INSTRUCTION: Could you rewrite the stretch from the line containing "Where can the woman's hand" through the last line, keeping every line, but increase each answer coordinate by 107 and leave all other numbers as they are?

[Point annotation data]
------------

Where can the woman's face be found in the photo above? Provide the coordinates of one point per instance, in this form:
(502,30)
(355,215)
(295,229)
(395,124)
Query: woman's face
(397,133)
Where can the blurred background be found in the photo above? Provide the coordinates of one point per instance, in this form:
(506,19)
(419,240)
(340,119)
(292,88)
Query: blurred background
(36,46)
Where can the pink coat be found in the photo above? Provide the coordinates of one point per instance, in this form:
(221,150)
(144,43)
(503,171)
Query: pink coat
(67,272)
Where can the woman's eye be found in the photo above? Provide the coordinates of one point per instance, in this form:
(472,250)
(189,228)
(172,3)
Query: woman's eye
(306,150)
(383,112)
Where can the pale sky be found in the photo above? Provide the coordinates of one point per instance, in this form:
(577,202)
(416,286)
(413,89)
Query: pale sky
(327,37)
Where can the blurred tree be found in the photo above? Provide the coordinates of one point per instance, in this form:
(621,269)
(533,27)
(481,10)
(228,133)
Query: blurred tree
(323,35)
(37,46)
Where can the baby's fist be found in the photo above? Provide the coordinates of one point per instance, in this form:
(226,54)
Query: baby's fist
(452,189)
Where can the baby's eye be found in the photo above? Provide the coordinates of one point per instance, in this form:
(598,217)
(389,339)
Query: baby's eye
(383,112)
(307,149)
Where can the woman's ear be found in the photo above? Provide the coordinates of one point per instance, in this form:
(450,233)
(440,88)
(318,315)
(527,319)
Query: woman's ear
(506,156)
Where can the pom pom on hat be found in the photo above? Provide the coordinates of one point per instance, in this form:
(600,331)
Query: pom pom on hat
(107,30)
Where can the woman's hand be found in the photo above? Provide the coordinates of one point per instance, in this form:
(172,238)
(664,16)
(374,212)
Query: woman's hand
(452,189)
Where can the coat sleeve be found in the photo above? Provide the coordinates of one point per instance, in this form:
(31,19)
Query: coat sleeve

------------

WRITTEN ANSWER:
Where can the woman's hand be found in the photo above? Provide the coordinates of one point per instance, in this form:
(172,238)
(664,16)
(374,212)
Query: woman's hand
(559,296)
Where can the coat sleeve be found in the photo above? Provide the coordinates of one point per instance, in this form:
(31,19)
Query: coat sleeve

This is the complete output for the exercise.